Excerpt provided —
*****

JoshuaAtherton said:


> You're a wrong direction


hello remimber me you said you whold put up some pictures of your coins


----------



## montysrainbow (Apr 16, 2012)

Hey Geckoboy....how was your first day back at school?


----------



## Origamislice (Apr 16, 2012)

Question: which way do all bad singers travel?
Answer: In one direction

HAHAHAhahahehehoo...
i'll just go now.....


----------



## geckoboy2001 (Apr 17, 2012)

what i dident have to go back to school i live in adelaide and my school holidays start one week latey then others


----------



## dihsmaj (Apr 17, 2012)

geckoboy2001 said:


> what i dident have to go back to school i live in adelaide and my school holidays start one week latey then others


o okey


----------



## montysrainbow (Apr 17, 2012)

Gecko boy lol Ohhhh ok. sorry i 4 got other states are diff 2 QLD. How r ur holidays going?


----------



## Snowman (Apr 17, 2012)

didn't some old lady get infracted for talking about one direction :shock::lol:
Just a quick joke. Let it be....


----------



## disintegratus (Apr 17, 2012)

No no, that was One Opinion

Or was it One Orientation?


----------



## reptalica (Apr 17, 2012)

disintegratus said:


> No no, that was One Opinion
> 
> Or was it One Orientation?



No direction.

They will be the next Hanson.


----------



## geckoboy2001 (Apr 17, 2012)

good brandy nothings gon rough only i hate this kid called lucas he is an *** hole
yeap i hate him he is a piece of **** i want ti kill him soz for swering


----------



## montysrainbow (Apr 18, 2012)

*****

Problem details —
Reproduce the part of the forum thread that opens with "## Snowman (Apr" and ends after "disintegratus (Apr 17, 2012)".

Material supplied —

*****

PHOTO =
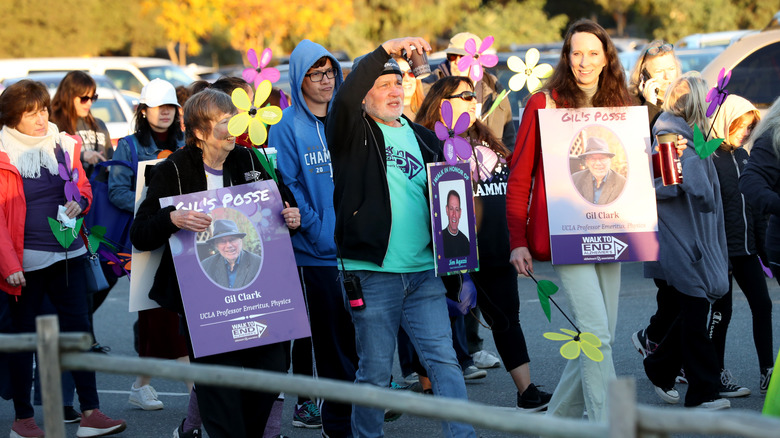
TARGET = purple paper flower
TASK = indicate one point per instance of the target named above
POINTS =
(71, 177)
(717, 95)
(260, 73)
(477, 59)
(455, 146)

*****

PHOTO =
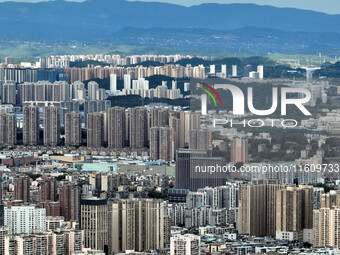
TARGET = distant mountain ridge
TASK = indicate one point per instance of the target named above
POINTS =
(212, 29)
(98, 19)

*****

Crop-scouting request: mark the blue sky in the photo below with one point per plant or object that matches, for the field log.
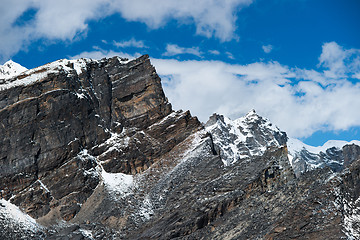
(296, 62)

*****

Exercise result —
## Snowman (Apr 17, 2012)

didn't some old lady get infracted for talking about one direction :shock::lol:
Just a quick joke. Let it be....


----------



## disintegratus (Apr 17, 2012)